--- START OF DATA ---

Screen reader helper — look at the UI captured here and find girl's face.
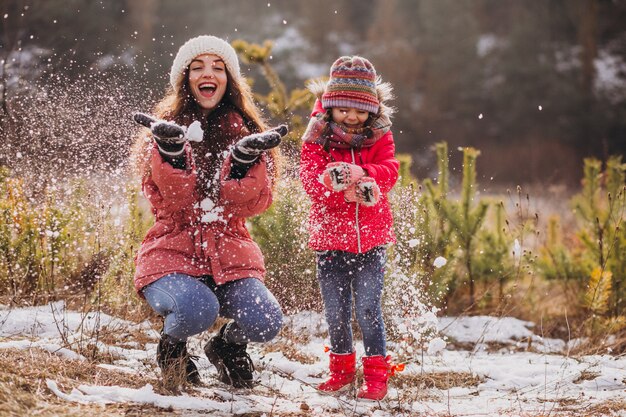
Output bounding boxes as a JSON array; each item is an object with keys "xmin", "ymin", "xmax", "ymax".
[
  {"xmin": 189, "ymin": 54, "xmax": 228, "ymax": 116},
  {"xmin": 332, "ymin": 107, "xmax": 370, "ymax": 129}
]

--- END OF DATA ---

> REQUIRED WORK:
Convert the rows above into a numbered list with one line per item, omitting blank lines and leaving out the pictures.

> THE RESULT:
1. Screen reader helper — look at the UI captured here and find girl's face.
2. Output bounding boxes as a JSON array; each item is an object with keys "xmin", "ymin", "xmax", "ymax".
3. [
4.   {"xmin": 189, "ymin": 54, "xmax": 228, "ymax": 116},
5.   {"xmin": 332, "ymin": 107, "xmax": 370, "ymax": 129}
6. ]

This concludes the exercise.